* **TASK BRIEF**: Rewrite the entries from the line containing "TARGET = bench armrest" through the end, inclusive, replacing "concrete platform" with "stone platform" and leaving everything else unchanged.

* **RECORD EXCERPTS**:
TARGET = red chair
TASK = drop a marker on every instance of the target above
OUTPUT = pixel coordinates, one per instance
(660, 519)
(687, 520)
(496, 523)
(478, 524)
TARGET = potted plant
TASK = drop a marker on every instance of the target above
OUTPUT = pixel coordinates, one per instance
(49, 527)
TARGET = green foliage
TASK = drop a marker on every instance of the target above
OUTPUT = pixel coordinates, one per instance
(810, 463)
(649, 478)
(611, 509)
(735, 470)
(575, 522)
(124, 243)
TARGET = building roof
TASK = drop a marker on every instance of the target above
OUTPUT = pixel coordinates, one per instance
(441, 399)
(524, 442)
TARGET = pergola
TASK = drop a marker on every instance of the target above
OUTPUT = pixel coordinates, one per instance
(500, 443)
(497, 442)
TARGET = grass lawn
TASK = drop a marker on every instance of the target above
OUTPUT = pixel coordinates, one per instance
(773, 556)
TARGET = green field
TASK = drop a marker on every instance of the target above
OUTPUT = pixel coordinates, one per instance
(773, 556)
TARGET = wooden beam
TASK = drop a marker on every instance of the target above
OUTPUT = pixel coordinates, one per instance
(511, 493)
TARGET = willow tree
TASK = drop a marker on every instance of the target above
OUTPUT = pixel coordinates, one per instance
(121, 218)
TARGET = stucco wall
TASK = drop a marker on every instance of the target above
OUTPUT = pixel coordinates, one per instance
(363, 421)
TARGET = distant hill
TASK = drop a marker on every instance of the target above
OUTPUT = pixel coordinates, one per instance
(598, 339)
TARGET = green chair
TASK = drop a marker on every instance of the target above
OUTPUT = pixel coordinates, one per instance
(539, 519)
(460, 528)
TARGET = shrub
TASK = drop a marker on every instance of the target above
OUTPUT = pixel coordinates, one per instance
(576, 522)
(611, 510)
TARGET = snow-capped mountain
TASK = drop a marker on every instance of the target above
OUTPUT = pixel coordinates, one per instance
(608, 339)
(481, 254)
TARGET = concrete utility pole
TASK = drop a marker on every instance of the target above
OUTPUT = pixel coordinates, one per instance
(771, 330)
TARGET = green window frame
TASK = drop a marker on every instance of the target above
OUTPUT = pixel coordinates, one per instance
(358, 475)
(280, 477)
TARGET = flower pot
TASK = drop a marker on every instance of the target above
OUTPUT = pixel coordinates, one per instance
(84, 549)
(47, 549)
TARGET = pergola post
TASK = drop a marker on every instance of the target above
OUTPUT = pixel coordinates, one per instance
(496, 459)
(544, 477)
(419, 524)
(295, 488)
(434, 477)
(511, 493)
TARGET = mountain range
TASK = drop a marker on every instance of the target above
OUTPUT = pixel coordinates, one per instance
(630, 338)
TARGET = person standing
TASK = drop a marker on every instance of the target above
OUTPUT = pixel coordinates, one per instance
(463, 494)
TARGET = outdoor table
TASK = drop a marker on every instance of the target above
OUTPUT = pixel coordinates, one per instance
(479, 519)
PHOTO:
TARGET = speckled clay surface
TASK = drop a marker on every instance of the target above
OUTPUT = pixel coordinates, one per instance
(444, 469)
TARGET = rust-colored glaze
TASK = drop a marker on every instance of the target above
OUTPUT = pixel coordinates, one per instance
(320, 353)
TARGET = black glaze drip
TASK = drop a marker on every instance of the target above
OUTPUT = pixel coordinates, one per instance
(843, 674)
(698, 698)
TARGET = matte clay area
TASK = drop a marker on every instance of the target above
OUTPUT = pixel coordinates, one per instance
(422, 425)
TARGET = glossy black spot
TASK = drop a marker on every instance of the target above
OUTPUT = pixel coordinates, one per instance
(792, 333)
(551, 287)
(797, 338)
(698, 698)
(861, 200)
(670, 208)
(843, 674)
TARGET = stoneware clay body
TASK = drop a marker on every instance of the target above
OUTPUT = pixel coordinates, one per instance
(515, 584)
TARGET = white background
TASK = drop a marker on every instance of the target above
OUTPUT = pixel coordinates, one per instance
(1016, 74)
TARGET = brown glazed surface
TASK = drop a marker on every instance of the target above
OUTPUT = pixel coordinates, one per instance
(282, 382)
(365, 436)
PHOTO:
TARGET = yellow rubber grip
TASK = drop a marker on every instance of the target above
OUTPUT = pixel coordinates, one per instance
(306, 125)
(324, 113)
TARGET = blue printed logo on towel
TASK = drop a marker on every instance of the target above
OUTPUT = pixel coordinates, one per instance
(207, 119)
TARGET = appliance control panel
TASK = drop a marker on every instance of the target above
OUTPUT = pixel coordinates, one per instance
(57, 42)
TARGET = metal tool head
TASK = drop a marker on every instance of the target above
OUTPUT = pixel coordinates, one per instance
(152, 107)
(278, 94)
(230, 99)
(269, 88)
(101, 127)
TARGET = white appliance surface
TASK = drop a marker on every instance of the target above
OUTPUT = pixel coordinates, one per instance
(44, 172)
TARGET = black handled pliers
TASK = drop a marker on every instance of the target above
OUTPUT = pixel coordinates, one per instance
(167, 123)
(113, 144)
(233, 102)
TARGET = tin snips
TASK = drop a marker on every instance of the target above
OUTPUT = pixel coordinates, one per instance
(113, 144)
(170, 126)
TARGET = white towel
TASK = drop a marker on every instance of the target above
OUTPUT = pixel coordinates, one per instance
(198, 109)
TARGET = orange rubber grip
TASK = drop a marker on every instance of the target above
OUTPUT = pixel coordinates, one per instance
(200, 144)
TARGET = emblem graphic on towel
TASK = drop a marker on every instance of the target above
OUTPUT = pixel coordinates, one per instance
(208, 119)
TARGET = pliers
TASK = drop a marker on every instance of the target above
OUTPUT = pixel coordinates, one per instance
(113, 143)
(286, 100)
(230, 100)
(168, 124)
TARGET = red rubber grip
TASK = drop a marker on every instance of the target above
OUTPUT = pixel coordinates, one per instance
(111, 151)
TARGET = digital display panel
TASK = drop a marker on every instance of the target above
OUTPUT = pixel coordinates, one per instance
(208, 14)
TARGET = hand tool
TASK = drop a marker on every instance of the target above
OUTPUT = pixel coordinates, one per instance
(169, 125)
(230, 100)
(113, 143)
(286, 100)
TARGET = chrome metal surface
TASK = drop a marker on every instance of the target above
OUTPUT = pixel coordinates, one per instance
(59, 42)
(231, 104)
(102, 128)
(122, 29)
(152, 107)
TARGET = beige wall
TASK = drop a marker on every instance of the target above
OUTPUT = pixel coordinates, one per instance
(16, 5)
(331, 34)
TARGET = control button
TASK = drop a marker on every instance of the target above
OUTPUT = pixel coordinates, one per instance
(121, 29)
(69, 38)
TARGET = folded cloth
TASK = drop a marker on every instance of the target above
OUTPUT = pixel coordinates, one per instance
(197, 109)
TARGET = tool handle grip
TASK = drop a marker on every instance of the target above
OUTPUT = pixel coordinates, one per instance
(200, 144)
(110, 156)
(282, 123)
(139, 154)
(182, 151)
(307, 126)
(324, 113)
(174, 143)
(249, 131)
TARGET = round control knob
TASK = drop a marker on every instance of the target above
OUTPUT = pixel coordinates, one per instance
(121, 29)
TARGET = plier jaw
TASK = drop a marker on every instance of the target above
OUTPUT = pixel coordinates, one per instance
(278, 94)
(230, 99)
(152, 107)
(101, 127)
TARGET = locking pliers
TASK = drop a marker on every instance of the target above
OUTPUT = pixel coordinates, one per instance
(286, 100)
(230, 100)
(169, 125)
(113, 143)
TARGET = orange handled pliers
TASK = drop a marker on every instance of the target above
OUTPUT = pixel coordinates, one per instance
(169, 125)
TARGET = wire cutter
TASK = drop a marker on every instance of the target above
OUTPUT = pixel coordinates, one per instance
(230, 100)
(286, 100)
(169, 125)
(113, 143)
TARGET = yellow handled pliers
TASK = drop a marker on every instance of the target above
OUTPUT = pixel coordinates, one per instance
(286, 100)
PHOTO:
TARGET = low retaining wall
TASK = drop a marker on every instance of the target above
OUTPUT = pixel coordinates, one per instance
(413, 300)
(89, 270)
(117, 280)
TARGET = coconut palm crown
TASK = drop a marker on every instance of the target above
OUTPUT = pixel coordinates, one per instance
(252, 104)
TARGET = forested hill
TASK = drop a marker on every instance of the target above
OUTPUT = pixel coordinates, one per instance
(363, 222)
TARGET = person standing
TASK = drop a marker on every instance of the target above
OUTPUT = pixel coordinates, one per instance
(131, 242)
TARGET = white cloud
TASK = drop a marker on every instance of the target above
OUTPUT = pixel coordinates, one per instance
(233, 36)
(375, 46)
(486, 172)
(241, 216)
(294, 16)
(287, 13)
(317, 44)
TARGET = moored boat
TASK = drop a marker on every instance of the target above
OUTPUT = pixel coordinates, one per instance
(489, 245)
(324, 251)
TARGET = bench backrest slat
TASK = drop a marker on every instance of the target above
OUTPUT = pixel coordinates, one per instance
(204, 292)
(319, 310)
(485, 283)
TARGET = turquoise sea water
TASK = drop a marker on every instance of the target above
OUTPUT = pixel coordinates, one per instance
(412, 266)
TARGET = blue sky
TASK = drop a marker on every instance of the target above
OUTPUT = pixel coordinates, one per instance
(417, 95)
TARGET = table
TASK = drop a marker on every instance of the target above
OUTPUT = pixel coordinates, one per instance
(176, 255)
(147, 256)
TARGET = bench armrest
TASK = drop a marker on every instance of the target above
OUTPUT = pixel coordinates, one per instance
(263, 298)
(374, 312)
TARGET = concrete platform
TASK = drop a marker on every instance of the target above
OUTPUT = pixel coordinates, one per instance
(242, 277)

* **SOLUTION TO THIS EXERCISE**:
TARGET = bench armrest
TASK = drop a marker on every instance of the target above
OUTPUT = pixel coordinates, one per instance
(263, 298)
(374, 312)
TARGET = stone platform
TASK = drop a marker on every instance of the target above
OUTPUT = pixel coordinates, one per instance
(242, 277)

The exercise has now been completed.